* Document text:
»»

CANNABIS IS quite the drug. It can treat inflammation, pain, nausea, and anxiety, just to name a few ailments. But like any drug, cannabis comes with risks, chief among them something called cannabis use disorder, or CUD.
Studies show that an estimated 9 percent of cannabis users will develop a dependence on the drug. Think of CUD as a matter of the Three C’s, “which is loss of control over use, compulsivity of use, and harmful consequences of use,” says Itai Danovitch, chair of the department of psychiatry and behavioral neurosciences at Cedars-Sinai. A growing tolerance can also be a sign.
Compared to a drug like heroin, which can hook a quarter of its users, the risk of dependency with cannabis is much lower. The symptoms of withdrawal are also far less severe: irritability and depression with cannabis, compared to seizures and hallucinations with heroin. Plus, an overdose of cannabis can’t kill you.
But as medicine and society continue to embrace cannabis, we risk losing sight of the drug’s potential to do harm, especially for adolescents and their developing brains. Far more people use cannabis than heroin, meaning that the total number of users at risk of dependence is actually rather high. And studies are showing that the prevalence of CUD is on the rise—whether that’s a consequence of increased use due to legalization, a loss of stigma in seeking treatment, or some other factor isn’t yet clear. While cannabis has fabulous potential to improve human physical and mental health, understanding and then mitigating its dark side is an essential component.

««

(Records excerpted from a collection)
»»

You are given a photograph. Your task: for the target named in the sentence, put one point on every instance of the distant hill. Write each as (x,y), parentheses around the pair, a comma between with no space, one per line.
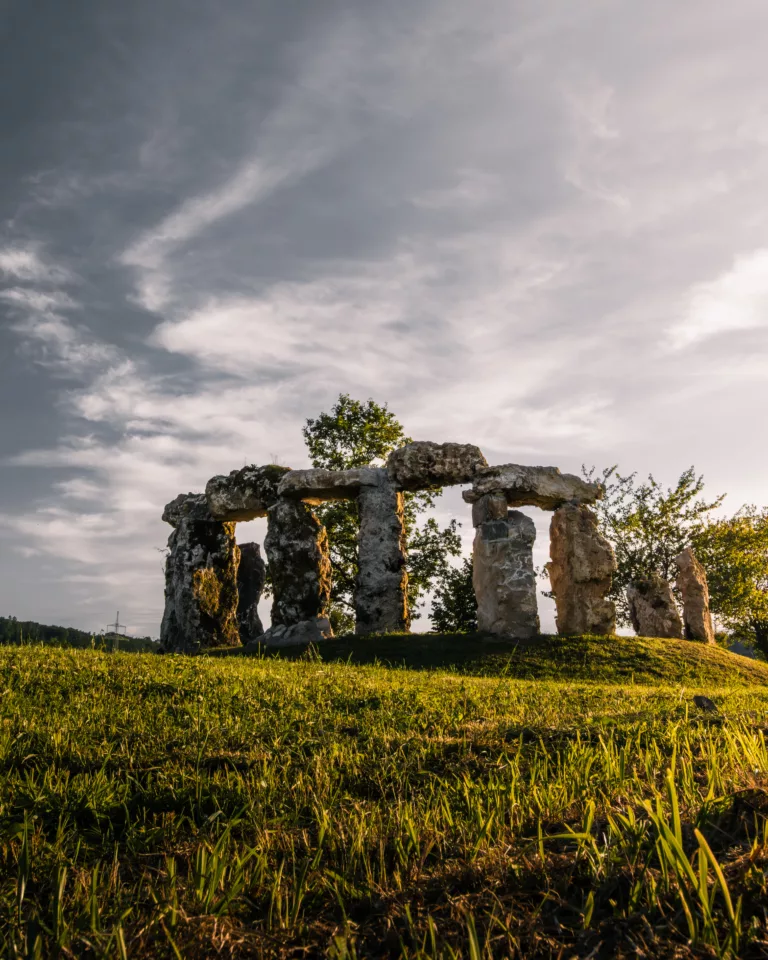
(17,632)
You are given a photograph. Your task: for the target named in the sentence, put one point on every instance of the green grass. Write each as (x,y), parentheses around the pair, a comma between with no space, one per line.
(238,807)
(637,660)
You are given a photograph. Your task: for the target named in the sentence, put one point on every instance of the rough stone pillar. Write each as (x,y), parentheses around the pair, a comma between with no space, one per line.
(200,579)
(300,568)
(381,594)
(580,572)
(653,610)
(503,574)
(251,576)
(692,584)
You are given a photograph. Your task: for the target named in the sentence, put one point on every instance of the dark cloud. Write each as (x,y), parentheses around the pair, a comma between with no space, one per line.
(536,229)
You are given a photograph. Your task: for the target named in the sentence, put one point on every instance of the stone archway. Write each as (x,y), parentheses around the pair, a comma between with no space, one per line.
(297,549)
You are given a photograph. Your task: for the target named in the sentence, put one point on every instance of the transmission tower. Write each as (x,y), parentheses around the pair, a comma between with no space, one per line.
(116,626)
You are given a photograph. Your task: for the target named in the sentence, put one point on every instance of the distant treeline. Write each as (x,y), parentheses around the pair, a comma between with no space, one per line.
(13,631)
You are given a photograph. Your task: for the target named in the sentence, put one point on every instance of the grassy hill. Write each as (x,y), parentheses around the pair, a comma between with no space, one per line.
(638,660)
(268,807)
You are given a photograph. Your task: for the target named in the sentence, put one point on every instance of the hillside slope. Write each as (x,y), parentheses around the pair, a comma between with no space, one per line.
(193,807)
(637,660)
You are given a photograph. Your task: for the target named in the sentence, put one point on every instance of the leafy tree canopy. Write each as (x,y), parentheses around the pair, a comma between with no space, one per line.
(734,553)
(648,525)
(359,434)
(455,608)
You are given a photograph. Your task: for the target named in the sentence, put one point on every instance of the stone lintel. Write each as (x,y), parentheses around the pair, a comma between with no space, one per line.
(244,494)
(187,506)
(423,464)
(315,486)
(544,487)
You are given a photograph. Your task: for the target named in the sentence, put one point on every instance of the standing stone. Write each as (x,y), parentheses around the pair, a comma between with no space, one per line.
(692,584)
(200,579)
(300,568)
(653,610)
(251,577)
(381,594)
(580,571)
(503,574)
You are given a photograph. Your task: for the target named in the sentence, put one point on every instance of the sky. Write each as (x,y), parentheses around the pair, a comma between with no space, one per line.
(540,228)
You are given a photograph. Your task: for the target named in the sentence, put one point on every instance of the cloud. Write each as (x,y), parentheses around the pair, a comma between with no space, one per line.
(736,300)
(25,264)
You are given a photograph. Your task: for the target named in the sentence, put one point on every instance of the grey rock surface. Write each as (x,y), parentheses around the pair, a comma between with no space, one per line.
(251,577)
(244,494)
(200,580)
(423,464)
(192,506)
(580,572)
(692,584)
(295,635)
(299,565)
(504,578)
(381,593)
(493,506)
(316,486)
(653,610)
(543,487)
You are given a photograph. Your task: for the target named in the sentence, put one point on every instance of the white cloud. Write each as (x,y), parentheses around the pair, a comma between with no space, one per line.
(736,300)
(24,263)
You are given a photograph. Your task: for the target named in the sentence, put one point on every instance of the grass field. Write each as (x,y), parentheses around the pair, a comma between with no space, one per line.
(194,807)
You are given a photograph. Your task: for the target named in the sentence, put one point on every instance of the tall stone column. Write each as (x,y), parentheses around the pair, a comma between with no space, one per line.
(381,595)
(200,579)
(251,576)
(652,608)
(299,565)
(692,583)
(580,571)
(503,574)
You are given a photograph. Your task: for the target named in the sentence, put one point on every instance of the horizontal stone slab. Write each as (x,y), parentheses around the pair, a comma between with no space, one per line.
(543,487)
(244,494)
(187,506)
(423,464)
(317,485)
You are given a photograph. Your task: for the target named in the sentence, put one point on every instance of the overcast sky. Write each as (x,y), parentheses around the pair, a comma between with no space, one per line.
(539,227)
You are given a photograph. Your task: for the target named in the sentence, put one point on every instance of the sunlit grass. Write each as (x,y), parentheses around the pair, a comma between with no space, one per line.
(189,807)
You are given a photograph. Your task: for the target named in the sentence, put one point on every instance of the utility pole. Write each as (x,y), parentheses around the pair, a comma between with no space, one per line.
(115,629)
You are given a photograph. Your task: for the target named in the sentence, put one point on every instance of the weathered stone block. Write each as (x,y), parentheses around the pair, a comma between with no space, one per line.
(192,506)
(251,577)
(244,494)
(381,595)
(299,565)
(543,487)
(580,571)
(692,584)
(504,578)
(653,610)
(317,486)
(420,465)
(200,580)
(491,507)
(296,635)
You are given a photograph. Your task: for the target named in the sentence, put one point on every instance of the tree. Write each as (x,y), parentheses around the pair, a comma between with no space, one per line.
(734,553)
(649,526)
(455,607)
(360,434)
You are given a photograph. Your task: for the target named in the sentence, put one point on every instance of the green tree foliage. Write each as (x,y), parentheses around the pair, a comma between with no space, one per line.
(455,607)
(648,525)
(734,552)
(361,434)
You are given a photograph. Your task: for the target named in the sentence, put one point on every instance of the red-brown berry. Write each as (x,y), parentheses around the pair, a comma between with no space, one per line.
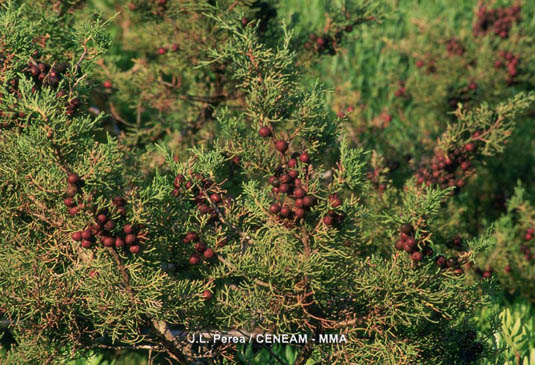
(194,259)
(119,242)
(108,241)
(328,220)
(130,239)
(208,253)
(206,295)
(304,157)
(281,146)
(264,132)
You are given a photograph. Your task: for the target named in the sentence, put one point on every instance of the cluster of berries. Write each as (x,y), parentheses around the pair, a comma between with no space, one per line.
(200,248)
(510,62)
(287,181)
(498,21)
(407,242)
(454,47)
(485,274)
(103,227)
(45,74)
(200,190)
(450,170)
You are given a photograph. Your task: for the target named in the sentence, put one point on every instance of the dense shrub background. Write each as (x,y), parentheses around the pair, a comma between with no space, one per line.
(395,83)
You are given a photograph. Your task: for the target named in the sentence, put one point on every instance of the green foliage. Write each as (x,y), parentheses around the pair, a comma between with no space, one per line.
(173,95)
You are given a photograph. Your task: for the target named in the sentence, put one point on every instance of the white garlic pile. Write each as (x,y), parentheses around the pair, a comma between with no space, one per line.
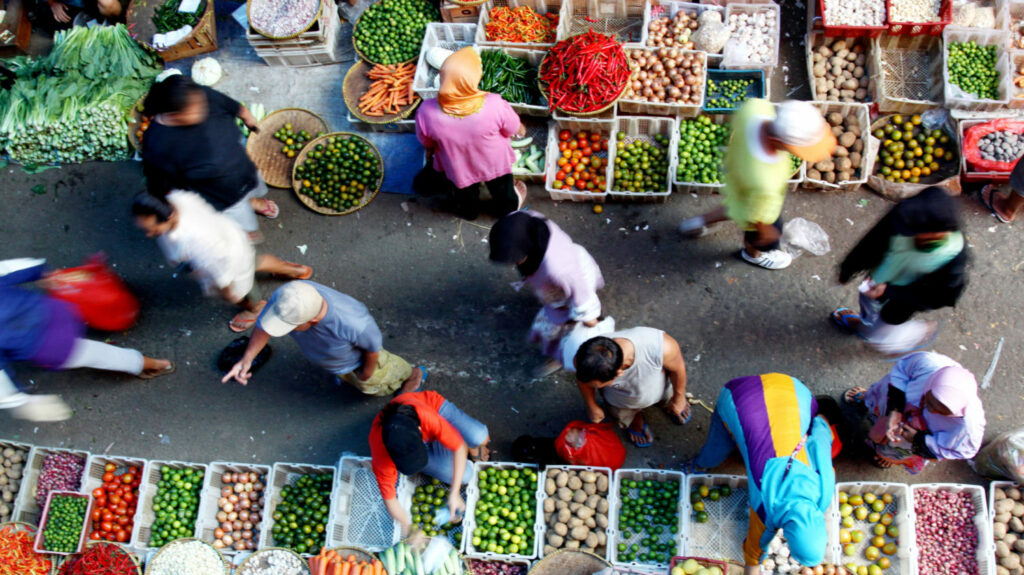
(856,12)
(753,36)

««
»»

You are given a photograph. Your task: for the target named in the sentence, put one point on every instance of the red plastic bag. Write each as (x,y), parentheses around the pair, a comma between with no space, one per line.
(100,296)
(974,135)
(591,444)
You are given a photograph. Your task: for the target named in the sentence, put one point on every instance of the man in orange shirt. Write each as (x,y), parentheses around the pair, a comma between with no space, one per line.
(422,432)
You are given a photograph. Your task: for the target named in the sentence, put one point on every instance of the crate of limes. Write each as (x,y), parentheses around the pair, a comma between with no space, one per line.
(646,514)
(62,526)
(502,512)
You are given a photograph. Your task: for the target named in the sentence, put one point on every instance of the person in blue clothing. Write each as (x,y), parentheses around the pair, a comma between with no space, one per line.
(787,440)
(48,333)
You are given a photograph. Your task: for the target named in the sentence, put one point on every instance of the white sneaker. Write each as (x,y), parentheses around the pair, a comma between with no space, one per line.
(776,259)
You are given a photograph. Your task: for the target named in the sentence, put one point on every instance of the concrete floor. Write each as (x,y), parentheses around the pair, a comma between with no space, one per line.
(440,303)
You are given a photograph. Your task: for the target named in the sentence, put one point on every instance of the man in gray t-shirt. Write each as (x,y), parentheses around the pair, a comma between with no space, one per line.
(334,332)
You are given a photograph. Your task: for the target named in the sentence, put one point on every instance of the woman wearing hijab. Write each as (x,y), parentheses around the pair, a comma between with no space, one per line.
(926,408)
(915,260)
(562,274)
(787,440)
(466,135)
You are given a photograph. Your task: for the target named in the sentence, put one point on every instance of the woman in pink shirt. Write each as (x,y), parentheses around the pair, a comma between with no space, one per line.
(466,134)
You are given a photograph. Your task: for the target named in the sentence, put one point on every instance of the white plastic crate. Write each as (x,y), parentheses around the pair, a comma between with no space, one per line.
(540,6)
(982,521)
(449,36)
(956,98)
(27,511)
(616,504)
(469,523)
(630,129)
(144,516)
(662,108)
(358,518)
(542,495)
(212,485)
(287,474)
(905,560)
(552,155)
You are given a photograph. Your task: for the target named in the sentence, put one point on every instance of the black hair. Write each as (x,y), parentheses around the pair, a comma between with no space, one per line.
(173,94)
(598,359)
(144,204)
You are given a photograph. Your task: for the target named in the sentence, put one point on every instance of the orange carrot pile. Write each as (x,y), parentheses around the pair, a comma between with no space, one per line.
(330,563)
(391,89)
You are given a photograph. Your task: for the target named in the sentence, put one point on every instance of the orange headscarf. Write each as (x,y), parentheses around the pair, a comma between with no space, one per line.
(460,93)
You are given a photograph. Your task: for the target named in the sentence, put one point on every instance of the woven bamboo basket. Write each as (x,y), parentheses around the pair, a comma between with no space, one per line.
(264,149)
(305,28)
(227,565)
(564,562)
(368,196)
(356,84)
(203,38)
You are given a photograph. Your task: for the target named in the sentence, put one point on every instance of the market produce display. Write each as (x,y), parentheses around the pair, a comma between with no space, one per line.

««

* To do:
1 > Using the passage on cannabis use disorder, answer the following:
(a) What share of cannabis users is estimated to develop a dependence on the drug?
(b) What three elements make up the "Three C's" of cannabis use disorder?
(c) Which withdrawal symptoms does the passage give for cannabis?
2 > Write the next part of the passage on cannabis use disorder, picking up after its final sentence.

* Task-by-task answers:
1 >
(a) An estimated 9 percent.
(b) Loss of control over use, compulsivity of use, and harmful consequences of use.
(c) Irritability and depression.

2 >
Dependence is not the same as addiction, by the way. Dependence is a physical phenomenon, in which the body develops tolerance to a drug, and then goes into withdrawal if you suddenly discontinue use. Addiction is characterized by a loss of control; you can develop a dependence on drugs, for example steroids, without an accompanying addiction. You can also become addicted without developing a physical dependence—binge alcohol use disorder, for instance, is the condition in which alcohol use is harmful and out of control, but because the use isn’t daily, significant physical dependence may not have developed. “An important similarity that all addictive substances tend to have is a propensity to reinforce their own use,” says Danovitch.
Cannabis, like alcohol or opioids, can lead to both physical dependency (and the accompanying withdrawal symptoms) and addiction. But the drug itself is only part of the equation. “The risk of addiction is really less about the drug and more about the person,” says Danovitch. If it was just about the drug, everyone would get hooked on cannabis. Factors like genetics and social exposure contribute to a person’s risk.
Another consideration is dosing. Cultivators have over the decades developed strains of ever higher THC content, while the compound in cannabis that offsets THC’s psychoactive effects, CBD, has been almost entirely bred out of most strains. Might the rise in the prevalence of CUD have something to do with this supercharging of cannabis?
A new study in the journal Drug and Alcohol Dependence found that for individuals whose first use of cannabis was with a high THC content (an average of around 12 percent THC) had more than four times the risk of developing the first symptom of CUD within a year. (Two caveats being: the participants in this study had a history of other substance abuse disorders, and this looked at the first symptom of CUD, not a full-tilt diagnosis.)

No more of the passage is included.